◆ DOCUMENT:
--- --- ---

Do you know nothing of the views of modern composers? Most of the composers you like to bash never denigrated Mozart nor Haydn, especially not Mozart. Many of them admired Mozart as much as you do. It is possible for people to have very different opinions on somethings and agree on others.

Also, serialism isn't the only thing going on in modern music, but I wouldn't expect modern-music bashers to actually know a thing or two about the vast subject they constantly insult.


----------



## violadude

I'm sorry, I know you aren't supposed to make personal comments. But Brainwalker, I feel like you've gotten into the shrooms recently and now you are having paranoia relapses. It's ok man, just walk it out or take a nap. One or the other should do the trick.


----------



## Lukecash12

PetrB said:


> You really can NOT depend on Wiki for 'authoratitive' information, "like ever"


I agree heartily.


----------



## Arsakes

One does not simply dishonour/insult Mozart or Haydn and keeps his respect!
I myself ended my friendship with someone who was a Metalhead and had offended Beethoven! lol


----------



## BurningDesire

Arsakes said:


> One does not simply dishonour/insult Mozart or Haydn and keeps his respect!
> I myself ended my friendship with someone who was a Metalhead and had offended Beethoven! lol


Haydn is awesome. Mozart is pretty good too, but is definitely over-rated, not better than all other composers, and too prissy for my tastes.


----------



## poconoron

_*Why do some people dislike the Classical Era?*_

Because they are elitists who believe that the Classical era produced oh-so-simple music which can't possibly compare to the "more complex" forms since that era.


----------



## arpeggio

BurningDesire said:


> Do you know nothing of the views of modern composers? Most of the composers you like to bash never denigrated Mozart nor Haydn, especially not Mozart. Many of them admired Mozart as much as you do. It is possible for people to have very different opinions on somethings and agree on others.
> 
> Also, serialism isn't the only thing going on in modern music, but I wouldn't expect modern-music bashers to actually know a thing or two about the vast subject they constantly insult.


I remember reading an interview of Elliott Carter where he stated that one of his favorite composers was Schumann. He was particularly fond of the Symphonies and wished that they were more frequently performed.

I also checked Archive Music and found recordings of Boulez conducting Haydn and Mozart.

There are over seven billion people on this planet. I am sure we can find nut jobs who believe that giant jellyfish live on Jupiter and that music from the classical period should be banned from the concert hall. (There are many who believe music from the classical period should only be performed on period instruments.)

--- --- ---

◆ DATASET EXCERPT:
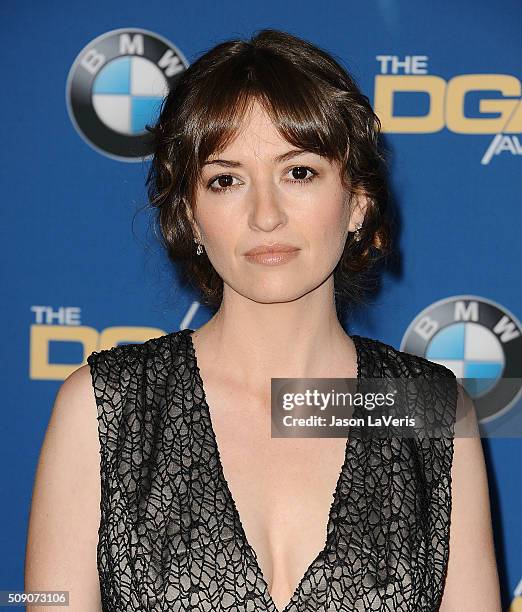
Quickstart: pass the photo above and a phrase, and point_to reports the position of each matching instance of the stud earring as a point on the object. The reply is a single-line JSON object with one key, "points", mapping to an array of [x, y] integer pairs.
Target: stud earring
{"points": [[199, 248]]}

--- --- ---

◆ GOAL: In the forum thread, which composer does the interview with Elliott Carter name as one of his favorites?

◆ SOLVED PROBLEM: Schumann